## Aim of the exercise
Could you reproduce, word for word, every line of the listing from the one containing "For the batch job below, identify every green" up to and including its final line?

— Begin Data records —

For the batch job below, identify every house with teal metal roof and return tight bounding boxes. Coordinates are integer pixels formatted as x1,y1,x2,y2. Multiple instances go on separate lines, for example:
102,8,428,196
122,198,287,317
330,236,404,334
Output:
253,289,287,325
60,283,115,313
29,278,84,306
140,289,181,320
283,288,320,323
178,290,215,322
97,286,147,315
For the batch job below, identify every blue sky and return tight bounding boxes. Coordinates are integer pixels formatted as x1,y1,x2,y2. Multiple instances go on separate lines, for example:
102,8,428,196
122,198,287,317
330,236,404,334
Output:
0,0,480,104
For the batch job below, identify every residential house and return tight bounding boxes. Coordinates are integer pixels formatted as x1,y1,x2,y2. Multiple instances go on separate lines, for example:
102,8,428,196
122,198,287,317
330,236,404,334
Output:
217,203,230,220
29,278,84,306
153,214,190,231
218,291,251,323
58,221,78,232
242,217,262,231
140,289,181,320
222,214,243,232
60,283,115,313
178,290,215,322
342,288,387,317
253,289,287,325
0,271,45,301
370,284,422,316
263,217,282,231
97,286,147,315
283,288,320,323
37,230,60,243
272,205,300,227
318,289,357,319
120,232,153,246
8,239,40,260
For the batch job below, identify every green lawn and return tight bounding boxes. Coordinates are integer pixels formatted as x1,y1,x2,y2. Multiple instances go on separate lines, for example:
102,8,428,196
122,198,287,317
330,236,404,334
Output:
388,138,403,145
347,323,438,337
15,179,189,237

— End Data records —

## Answer to this task
For the batch job below, identify every green lawn and return tight bounding boxes. Coordinates are integer pixels formatted as x1,y1,x2,y2. Multiple instances go on separate lines, for example:
102,8,428,196
122,198,287,317
330,236,404,334
Output:
388,138,403,145
347,323,438,337
15,179,189,237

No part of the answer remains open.